**TASK TO COMPLETE**
The records below are to be transcribed word for word.

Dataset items
______

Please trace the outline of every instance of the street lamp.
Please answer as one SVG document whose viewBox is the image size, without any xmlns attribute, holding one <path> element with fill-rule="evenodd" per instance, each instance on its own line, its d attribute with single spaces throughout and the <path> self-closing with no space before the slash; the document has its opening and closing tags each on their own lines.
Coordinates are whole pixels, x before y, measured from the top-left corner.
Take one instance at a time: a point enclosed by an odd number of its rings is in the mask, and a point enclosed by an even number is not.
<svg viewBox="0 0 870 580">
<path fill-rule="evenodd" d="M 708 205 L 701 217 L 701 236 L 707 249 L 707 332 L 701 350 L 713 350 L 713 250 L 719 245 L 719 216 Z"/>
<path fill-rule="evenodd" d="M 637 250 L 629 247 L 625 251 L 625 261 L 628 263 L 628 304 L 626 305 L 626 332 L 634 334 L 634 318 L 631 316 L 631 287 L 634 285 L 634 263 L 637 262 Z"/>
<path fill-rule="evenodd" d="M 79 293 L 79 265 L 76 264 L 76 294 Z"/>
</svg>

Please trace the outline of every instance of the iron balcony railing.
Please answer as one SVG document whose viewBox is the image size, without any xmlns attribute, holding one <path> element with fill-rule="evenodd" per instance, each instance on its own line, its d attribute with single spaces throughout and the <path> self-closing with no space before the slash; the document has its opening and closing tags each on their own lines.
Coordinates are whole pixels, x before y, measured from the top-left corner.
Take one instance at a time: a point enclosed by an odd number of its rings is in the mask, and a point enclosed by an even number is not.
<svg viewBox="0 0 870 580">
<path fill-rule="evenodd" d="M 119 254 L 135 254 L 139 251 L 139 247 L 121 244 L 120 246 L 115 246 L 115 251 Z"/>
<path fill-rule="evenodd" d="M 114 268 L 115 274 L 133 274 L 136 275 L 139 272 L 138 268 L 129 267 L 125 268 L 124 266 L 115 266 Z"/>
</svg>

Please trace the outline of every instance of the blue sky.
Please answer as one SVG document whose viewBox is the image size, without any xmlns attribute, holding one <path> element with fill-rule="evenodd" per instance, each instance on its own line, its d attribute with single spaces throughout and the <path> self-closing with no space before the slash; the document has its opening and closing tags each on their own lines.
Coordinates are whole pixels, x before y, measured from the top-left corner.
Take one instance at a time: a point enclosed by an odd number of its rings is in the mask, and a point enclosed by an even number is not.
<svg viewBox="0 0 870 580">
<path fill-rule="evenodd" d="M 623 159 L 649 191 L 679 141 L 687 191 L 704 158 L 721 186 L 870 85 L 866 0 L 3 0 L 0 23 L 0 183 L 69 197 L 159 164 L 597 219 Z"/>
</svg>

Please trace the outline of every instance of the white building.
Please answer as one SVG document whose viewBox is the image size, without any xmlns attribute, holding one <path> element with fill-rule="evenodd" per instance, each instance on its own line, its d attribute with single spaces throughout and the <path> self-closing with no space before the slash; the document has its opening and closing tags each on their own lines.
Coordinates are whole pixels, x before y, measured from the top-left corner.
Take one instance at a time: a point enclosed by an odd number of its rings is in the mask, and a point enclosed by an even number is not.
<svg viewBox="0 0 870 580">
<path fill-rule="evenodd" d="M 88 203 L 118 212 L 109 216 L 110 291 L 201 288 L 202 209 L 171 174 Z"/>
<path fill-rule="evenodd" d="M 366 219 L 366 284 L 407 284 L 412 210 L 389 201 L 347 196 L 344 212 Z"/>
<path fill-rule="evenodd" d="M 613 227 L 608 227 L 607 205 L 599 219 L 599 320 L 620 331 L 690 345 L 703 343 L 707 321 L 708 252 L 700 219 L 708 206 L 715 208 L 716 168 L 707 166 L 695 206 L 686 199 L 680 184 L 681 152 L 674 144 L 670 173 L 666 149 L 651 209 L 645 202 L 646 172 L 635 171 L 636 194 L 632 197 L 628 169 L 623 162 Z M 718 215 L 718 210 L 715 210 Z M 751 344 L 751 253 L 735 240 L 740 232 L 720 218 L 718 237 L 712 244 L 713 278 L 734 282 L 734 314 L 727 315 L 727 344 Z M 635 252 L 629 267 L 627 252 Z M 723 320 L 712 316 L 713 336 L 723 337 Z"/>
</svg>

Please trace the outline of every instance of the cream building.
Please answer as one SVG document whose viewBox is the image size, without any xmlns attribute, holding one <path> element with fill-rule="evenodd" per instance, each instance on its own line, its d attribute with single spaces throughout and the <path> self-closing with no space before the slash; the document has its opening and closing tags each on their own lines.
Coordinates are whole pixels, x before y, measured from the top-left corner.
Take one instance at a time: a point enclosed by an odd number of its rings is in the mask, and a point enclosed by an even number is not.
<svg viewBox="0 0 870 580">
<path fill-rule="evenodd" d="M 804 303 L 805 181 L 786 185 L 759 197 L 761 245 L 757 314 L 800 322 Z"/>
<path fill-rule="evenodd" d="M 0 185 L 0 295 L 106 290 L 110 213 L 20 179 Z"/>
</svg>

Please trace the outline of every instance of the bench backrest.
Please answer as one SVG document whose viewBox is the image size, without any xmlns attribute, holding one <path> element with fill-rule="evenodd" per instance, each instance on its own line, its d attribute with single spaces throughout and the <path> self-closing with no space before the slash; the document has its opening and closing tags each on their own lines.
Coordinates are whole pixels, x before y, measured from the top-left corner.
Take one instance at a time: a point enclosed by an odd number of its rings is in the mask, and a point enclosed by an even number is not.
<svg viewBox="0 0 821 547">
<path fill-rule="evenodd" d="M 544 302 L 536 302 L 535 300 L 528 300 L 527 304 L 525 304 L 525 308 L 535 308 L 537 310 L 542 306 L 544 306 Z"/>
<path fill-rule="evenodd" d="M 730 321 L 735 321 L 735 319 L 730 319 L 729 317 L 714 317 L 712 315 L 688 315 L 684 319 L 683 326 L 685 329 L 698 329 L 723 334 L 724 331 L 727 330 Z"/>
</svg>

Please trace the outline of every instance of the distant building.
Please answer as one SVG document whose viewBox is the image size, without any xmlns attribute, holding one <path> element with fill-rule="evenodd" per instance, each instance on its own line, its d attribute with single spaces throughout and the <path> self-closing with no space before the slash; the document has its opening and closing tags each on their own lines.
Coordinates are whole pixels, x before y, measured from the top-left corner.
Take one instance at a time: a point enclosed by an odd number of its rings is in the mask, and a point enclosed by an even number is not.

______

**REPLY TO THE EXERCISE**
Please trace the outline of every instance of the street lamp.
Please answer as one SVG document whose viewBox is the image size, without any xmlns attribute, holding one <path> element with fill-rule="evenodd" per instance, each instance on its own line, its d attribute with single spaces throughout and the <path> self-closing with no space before the slash; the document has its opening and closing tags each on their own lines.
Coordinates are whole pixels, x before y, measured from the top-left corner.
Take one instance at a time: a point enclosed by an odd number of its rings is in the mask, and a point enclosed by an even number is not.
<svg viewBox="0 0 870 580">
<path fill-rule="evenodd" d="M 708 205 L 701 217 L 701 236 L 707 249 L 707 332 L 701 350 L 713 350 L 713 250 L 719 245 L 719 216 Z"/>
<path fill-rule="evenodd" d="M 637 250 L 629 247 L 625 251 L 625 261 L 628 263 L 628 304 L 626 305 L 626 332 L 634 334 L 634 318 L 631 316 L 631 287 L 634 285 L 634 263 L 637 262 Z"/>
<path fill-rule="evenodd" d="M 79 293 L 79 265 L 76 264 L 76 294 Z"/>
</svg>

Please trace the outline of every instance of the iron balcony railing.
Please answer as one SVG document whose viewBox is the image size, without any xmlns attribute, holding one <path> element with fill-rule="evenodd" per instance, each instance on its own line, its d attribute with single spaces throughout and the <path> self-closing with no space before the slash; the document has its opening and closing tags each on their own lines.
Coordinates are whole pixels, x before y, measured from the top-left corner.
Take one instance at a time: a point enclosed by an odd number of its rings is in the mask, and a point enclosed by an even number is not.
<svg viewBox="0 0 870 580">
<path fill-rule="evenodd" d="M 119 254 L 135 254 L 139 251 L 139 247 L 121 244 L 120 246 L 115 246 L 115 251 Z"/>
<path fill-rule="evenodd" d="M 114 268 L 115 274 L 133 274 L 136 275 L 139 272 L 138 268 L 129 267 L 125 268 L 124 266 L 115 266 Z"/>
</svg>

Please trace the outline of every instance of the blue sky.
Please answer as one SVG document whose viewBox is the image size, without any xmlns attribute, holding one <path> element with fill-rule="evenodd" per instance, each instance on its own line, its d attribute with single spaces throughout and the <path> self-closing with no space before the slash; the document has its opening and closing tags each on their own lines.
Coordinates are whole pixels, x before y, measured from the top-left corner.
Take one instance at a time: a point enclosed by an odd number of its rings is in the mask, and a point enclosed by an even number is not.
<svg viewBox="0 0 870 580">
<path fill-rule="evenodd" d="M 623 159 L 649 191 L 679 141 L 687 191 L 704 158 L 721 186 L 870 85 L 866 0 L 3 0 L 0 23 L 0 183 L 69 197 L 159 164 L 597 219 Z"/>
</svg>

Please trace the outline of every instance of the white building.
Please answer as one SVG document whose viewBox is the image size, without any xmlns attribute, holding one <path> element with fill-rule="evenodd" per instance, each instance on its own line, its d attribute with single spaces throughout and the <path> self-closing with no space before the slash; the document has its opening and closing tags each on their own lines.
Coordinates are whole pixels, x before y, measured from the top-left corner.
Take one instance at a time: a point enclosed by an odd number of its rings is in the mask, and a point enclosed by an even number is not.
<svg viewBox="0 0 870 580">
<path fill-rule="evenodd" d="M 88 203 L 118 212 L 109 216 L 110 291 L 201 288 L 202 209 L 171 174 Z"/>
<path fill-rule="evenodd" d="M 366 219 L 366 284 L 407 284 L 412 210 L 389 201 L 347 196 L 344 212 Z"/>
<path fill-rule="evenodd" d="M 613 227 L 608 227 L 607 205 L 599 219 L 599 320 L 620 331 L 690 345 L 703 343 L 707 321 L 708 252 L 700 219 L 708 206 L 715 208 L 716 168 L 707 166 L 695 206 L 686 199 L 680 184 L 681 152 L 674 144 L 670 173 L 666 149 L 651 209 L 645 202 L 646 172 L 635 171 L 636 194 L 632 197 L 628 169 L 623 162 Z M 718 215 L 718 210 L 715 210 Z M 751 344 L 751 253 L 735 240 L 740 232 L 720 218 L 718 237 L 712 244 L 713 278 L 734 282 L 734 314 L 727 315 L 727 344 Z M 635 252 L 629 267 L 627 252 Z M 723 320 L 712 316 L 713 336 L 723 337 Z"/>
</svg>

Please trace the outline of every instance of the cream building.
Please answer as one SVG document whose viewBox is the image size, without any xmlns attribute, holding one <path> element with fill-rule="evenodd" per instance, each instance on its own line, its d attribute with single spaces throughout and the <path> self-closing with no space before the slash; the document has its opening and closing tags each on their own lines.
Coordinates are whole pixels, x before y, measured from the top-left corner.
Take one instance at a time: a point enclosed by an odd number of its rings is in the mask, and a point enclosed by an even number is not.
<svg viewBox="0 0 870 580">
<path fill-rule="evenodd" d="M 804 303 L 805 181 L 786 185 L 759 197 L 761 245 L 757 314 L 800 322 Z"/>
<path fill-rule="evenodd" d="M 0 185 L 0 295 L 106 290 L 110 213 L 20 179 Z"/>
</svg>

Please trace the outline of every instance of the bench backrest.
Please answer as one SVG document whose viewBox is the image size, without any xmlns attribute, holding one <path> element with fill-rule="evenodd" per instance, each instance on its own line, its d attribute with single spaces throughout and the <path> self-closing with no space before the slash; the document has its opening and closing tags each on their own lines.
Coordinates are whole pixels, x before y, measured from the top-left corner.
Take one instance at a time: a point enclosed by an odd number of its rings is in the mask, and a point enclosed by an even number is not.
<svg viewBox="0 0 821 547">
<path fill-rule="evenodd" d="M 544 302 L 536 302 L 535 300 L 528 300 L 527 304 L 525 304 L 525 308 L 535 308 L 537 310 L 542 306 L 544 306 Z"/>
<path fill-rule="evenodd" d="M 730 321 L 735 321 L 735 319 L 730 319 L 729 317 L 714 317 L 712 315 L 688 315 L 684 319 L 683 326 L 685 329 L 698 329 L 723 334 L 724 331 L 727 330 Z"/>
</svg>

Please trace the outline of every instance of the distant building.
Please answer as one SVG document whose viewBox is the image size, without any xmlns attribute, holding one <path> element with fill-rule="evenodd" per instance, each instance on its own line, its d attribute with single spaces throughout and the <path> self-closing with no space before the slash; the document has its opening and closing tags each on their own lines.
Coordinates are whole pixels, x before y, measured from the top-left corner.
Take one instance at a time: a point enclosed by an odd number of its rings is in the mask, and a point enclosed by an even number is not.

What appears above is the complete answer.